#### [Problem 1]
Duplicate everything in the piece on punishing children, from "From their case, and" down to "rearing extremely seriously.".
#### [Problem 2]
List every person the piece on punishing children mentions by name.

Most of us would remember the horrifying case of Falak, a baby girl, who eventually died after being brutally attacked. But there are many other equally frightening cases that have taken place abroad. Indeed, the whole of UK was shaken up by the case of Baby P (real identity was never revealed), a very young child who had been beaten and burnt by his caregivers. Battered and broken, he died. The social services which were supposed to have been keeping an eye on him were severely reprimanded and resignations followed. Of course this was an extreme case, but cases like these prod a nation into re-examining their laws and possibly change them for the better.
This is precisely what one had hoped would happen after the dreadful case of Falak. That our government would wake up and a proper child protection Act installed and strengthened, so that children at risk could be identified and given swift help. Also, the strictest punishment would be meted out to the perpetrators. But none of that happened. In fact, since there are no social security or welfare networks in India, a child at risk is very likely to simply slip through the cracks and disappear from view, into circumstances which could be worse than hell.
We forget children are our future and that whilst we pride ourselves on being parents if we can provide them with all the required facilities, including a good education, sometimes other things get neglected. An increasingly competitive environment has put huge pressure on both parents and children, and even this can be a trigger for violence. Everyone longs for perfection, but alas, that is only a chimera. We are all basically flawed creatures and it is up to us to ensure that our children do not inherit our fears and our lost dreams.
In the recent case of the Indian couple in Norway, it is difficult not to sympathise with the plight of the child and that of the parents. The worst that can happen to a parent has happened to them. They have been separated from their children and accused of cruelty. Even if the allegations are eventually proven to be untrue, many secrets of their personal and private lives will now come out into the open.
From their case, and others, it is obvious that we, as Indians, can no longer take recourse in the argument of “cultural differences” for using corporal punishment. Moreover, when we live in a foreign country, we will have to learn to abide by the rules abroad. Norway, much like other European countries, takes child rearing extremely seriously.
In all the years I have lived in the UK, I have yet to see a British child being smacked. Rarely does one see them even being yelled at. This might be a shock to those of us who are used to Indian parents using a harsher form of discipline, but psychologically it has been found that any form of violence can scar a child for life.
Common forms of punishment — slapping a child, rapping on knuckles, locking them up in a room — might not be truly violent, but even these can instill fear in a vulnerable mind. Yet in many parts of India, it is still considered fine to even use a stick. Recently disciplinary techniques in schools have also come under the scanner, when children have been humiliated and tortured in every way possible: from being forced to strip to being hit so badly that they have gone blind, or deaf.
For a society that supposedly believes in non-violence, we are probably among the most violent, especially towards those who are more defenseless than us. Perhaps instead of blaming the Oslo courts for upholding their stringent laws and the fact that they have now convicted both V Chandrasekhar and his wife Anupama to over a year each in prison for their treatment of their seven-year-old son Sai Sairam, we should all begin to introspect and suggest that similar laws, now internationally accepted, should be created in India as well.
Perhaps a light has been shone on what might be the least discussed part of our society — violence towards children within the family. Why don’t we look into the mirror and see the reality for what it is?

#### [Supplied records]
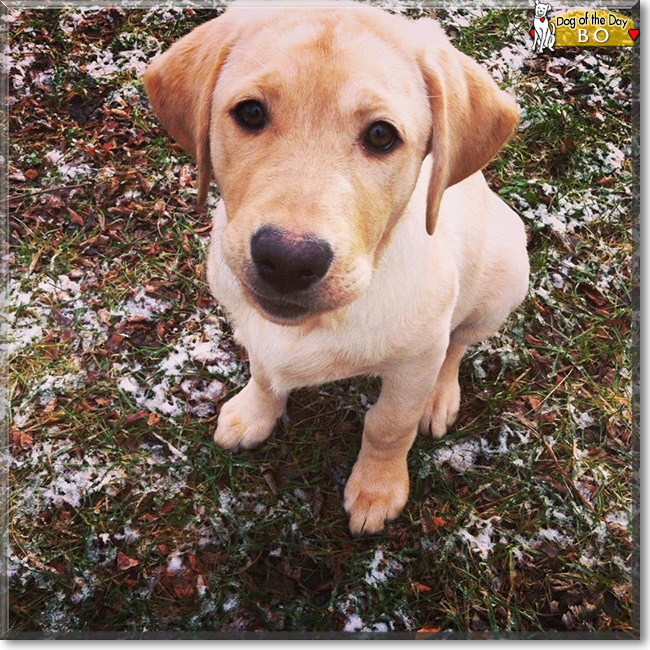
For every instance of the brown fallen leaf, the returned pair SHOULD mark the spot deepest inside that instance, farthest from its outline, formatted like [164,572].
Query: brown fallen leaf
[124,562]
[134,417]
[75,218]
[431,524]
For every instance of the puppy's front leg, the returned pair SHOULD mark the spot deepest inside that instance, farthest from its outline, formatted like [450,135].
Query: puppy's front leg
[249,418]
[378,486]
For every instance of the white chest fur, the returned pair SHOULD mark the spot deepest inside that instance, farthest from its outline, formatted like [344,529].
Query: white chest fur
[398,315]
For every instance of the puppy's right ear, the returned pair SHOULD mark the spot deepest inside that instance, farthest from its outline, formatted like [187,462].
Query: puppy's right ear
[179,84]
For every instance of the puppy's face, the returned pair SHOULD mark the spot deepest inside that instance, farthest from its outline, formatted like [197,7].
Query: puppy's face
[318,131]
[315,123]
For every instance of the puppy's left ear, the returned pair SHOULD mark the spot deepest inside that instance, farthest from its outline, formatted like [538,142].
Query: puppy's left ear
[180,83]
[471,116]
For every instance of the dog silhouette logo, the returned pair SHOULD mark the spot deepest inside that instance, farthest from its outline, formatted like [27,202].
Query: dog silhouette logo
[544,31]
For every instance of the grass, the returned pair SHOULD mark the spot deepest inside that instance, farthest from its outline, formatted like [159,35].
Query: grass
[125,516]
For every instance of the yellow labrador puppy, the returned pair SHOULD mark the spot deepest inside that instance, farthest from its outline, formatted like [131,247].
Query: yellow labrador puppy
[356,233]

...

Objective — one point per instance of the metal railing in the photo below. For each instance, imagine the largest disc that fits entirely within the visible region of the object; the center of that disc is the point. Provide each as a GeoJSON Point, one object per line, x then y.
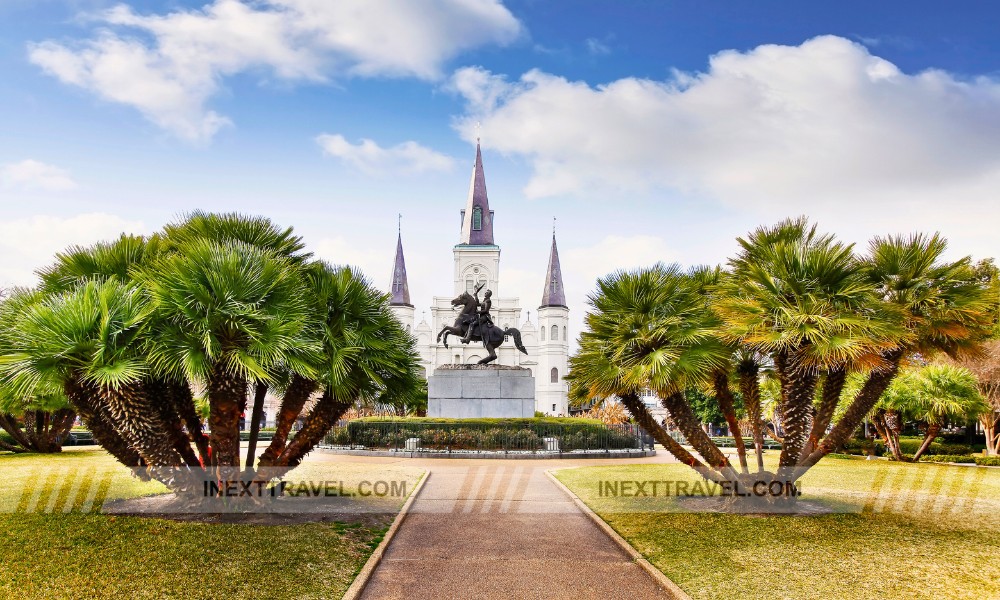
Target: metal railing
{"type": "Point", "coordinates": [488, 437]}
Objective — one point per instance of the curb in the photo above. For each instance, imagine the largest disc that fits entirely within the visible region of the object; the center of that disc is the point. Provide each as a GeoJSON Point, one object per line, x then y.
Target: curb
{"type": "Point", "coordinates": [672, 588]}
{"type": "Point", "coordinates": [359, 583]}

--

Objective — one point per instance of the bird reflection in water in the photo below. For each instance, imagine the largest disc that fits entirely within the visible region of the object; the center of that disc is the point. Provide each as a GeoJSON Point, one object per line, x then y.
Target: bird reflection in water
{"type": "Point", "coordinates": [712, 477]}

#### [Full output 1]
From their case, and others, it is obvious that we, as Indians, can no longer take recourse in the argument of “cultural differences” for using corporal punishment. Moreover, when we live in a foreign country, we will have to learn to abide by the rules abroad. Norway, much like other European countries, takes child rearing extremely seriously.

#### [Full output 2]
Falak
Baby P
V Chandrasekhar
Anupama
Sai Sairam